| DATA FOR THE TASK |

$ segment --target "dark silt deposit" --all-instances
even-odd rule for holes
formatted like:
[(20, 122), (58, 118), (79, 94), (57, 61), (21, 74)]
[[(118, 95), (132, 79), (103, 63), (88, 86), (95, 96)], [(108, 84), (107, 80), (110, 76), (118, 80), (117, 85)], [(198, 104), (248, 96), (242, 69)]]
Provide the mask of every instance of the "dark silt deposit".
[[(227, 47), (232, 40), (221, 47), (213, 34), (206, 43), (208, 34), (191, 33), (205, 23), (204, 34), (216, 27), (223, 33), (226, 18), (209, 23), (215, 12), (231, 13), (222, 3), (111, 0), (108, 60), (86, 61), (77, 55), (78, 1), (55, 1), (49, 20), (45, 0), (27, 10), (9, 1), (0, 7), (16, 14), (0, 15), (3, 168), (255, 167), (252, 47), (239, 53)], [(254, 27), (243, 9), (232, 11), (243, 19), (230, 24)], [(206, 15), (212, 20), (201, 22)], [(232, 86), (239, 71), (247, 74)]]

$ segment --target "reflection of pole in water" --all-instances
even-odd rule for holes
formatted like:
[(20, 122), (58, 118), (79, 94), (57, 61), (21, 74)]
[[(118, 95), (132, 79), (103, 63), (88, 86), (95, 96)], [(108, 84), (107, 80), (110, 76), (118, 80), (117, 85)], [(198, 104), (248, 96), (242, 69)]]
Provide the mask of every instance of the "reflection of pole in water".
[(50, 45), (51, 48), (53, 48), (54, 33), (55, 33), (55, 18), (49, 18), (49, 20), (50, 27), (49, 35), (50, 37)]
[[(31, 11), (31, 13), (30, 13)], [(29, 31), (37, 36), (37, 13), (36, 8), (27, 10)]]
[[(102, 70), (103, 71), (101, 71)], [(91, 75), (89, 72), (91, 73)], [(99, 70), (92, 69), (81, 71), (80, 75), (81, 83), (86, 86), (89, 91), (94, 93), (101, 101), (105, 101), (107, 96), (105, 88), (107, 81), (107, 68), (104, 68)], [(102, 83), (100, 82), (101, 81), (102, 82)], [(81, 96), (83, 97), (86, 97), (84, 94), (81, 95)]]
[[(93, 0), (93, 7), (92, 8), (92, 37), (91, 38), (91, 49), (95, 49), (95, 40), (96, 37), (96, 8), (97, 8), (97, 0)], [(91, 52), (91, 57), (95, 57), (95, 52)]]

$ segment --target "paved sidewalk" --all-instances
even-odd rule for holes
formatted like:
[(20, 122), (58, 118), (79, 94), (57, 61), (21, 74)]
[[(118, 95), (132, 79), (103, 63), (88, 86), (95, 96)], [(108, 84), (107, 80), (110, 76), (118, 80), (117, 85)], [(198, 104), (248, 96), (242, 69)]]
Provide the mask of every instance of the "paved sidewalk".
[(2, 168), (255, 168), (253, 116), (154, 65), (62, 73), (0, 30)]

| REQUIREMENT |
How many lines in the items above contain the string "mask"? Case counts. Reply with the number alone.

| EXPECTED OUTPUT |
3